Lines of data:
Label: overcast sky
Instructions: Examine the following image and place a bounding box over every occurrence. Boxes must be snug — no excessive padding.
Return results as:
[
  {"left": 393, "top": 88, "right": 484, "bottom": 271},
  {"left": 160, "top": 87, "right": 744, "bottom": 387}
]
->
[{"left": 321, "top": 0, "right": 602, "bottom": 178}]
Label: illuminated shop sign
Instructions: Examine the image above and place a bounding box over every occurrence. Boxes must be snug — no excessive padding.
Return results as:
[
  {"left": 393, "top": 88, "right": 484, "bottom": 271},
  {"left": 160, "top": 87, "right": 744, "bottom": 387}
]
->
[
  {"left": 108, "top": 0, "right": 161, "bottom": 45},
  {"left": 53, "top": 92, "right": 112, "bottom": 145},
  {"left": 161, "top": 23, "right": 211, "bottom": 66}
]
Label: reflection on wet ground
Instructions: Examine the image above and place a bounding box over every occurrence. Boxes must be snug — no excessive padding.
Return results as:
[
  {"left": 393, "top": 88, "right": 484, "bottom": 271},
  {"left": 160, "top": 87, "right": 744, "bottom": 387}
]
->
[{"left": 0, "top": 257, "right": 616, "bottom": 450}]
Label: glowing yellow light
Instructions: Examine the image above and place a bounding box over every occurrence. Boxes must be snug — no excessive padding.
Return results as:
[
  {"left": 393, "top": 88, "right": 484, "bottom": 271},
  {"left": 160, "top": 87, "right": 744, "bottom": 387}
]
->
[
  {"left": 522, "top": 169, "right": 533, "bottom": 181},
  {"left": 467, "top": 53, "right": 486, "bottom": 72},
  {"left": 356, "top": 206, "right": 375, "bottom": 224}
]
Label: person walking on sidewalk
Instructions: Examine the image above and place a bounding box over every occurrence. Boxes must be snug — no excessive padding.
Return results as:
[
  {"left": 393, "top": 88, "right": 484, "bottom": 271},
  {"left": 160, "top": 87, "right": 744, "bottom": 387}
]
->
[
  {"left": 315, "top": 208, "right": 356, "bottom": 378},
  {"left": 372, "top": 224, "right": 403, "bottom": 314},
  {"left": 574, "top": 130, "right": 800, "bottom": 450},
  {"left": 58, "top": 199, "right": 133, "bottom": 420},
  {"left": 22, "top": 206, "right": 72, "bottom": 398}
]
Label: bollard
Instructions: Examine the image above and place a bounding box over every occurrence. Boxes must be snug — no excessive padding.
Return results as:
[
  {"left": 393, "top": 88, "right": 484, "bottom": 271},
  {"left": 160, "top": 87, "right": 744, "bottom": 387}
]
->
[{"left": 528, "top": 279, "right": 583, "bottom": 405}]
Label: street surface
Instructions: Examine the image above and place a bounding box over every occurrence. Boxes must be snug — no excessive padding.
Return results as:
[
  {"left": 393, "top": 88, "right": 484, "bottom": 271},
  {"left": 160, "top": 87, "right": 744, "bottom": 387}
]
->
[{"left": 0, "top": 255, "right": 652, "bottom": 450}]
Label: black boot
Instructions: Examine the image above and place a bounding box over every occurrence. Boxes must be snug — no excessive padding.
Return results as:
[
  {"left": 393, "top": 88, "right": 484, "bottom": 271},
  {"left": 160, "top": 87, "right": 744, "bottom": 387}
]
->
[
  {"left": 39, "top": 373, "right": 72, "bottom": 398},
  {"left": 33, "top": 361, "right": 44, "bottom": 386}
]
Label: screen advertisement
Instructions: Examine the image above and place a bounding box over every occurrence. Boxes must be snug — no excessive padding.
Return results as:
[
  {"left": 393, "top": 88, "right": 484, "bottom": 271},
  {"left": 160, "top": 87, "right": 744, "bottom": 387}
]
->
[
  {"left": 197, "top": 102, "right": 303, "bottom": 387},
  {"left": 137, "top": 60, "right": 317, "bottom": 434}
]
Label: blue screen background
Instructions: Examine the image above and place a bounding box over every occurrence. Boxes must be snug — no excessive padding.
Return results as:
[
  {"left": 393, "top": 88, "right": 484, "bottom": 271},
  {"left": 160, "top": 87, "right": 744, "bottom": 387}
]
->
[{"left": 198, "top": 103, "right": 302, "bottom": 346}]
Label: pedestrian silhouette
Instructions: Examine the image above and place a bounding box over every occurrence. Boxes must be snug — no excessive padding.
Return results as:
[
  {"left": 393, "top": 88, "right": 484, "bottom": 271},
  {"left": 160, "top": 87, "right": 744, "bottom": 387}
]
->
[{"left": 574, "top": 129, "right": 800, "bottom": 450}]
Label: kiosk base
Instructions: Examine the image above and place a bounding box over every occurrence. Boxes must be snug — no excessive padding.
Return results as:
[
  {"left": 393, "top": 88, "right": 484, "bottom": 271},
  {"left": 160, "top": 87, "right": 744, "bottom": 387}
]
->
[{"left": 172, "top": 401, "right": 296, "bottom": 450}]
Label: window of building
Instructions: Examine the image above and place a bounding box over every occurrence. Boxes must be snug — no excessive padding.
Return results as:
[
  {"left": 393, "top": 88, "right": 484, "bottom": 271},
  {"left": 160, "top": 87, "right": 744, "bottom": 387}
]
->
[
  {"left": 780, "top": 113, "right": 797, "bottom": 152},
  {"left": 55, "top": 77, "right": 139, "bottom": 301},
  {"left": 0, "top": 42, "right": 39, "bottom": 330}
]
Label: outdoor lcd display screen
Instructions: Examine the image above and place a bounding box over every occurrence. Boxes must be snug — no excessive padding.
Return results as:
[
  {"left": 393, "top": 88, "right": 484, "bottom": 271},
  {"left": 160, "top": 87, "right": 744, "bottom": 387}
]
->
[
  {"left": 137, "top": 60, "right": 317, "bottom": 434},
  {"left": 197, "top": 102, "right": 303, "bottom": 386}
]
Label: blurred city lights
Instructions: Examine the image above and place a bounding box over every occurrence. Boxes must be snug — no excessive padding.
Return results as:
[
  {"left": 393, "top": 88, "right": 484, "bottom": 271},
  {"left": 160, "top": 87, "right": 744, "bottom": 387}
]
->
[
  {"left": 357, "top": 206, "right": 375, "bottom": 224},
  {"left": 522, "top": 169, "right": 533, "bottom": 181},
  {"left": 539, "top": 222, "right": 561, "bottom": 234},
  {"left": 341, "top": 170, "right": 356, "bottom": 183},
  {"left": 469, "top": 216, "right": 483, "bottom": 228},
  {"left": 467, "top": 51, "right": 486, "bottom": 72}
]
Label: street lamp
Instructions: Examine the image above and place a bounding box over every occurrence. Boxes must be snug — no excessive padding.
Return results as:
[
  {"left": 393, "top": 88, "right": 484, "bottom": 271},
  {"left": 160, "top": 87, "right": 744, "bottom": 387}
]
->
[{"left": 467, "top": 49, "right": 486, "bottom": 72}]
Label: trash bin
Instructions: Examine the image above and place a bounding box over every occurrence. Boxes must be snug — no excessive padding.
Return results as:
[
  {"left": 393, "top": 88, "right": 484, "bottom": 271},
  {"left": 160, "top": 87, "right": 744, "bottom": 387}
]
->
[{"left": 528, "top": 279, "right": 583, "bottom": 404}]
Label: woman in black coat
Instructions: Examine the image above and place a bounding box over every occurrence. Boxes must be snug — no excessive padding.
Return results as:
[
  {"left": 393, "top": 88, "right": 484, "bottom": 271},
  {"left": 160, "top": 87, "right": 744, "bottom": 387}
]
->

SHORT TASK. Report each row above that contains the string "screen", copying the row in full. The match is case-sensitive.

FULL ANSWER.
Label: screen advertisement
Label: blue screen background
Label: outdoor lcd display screen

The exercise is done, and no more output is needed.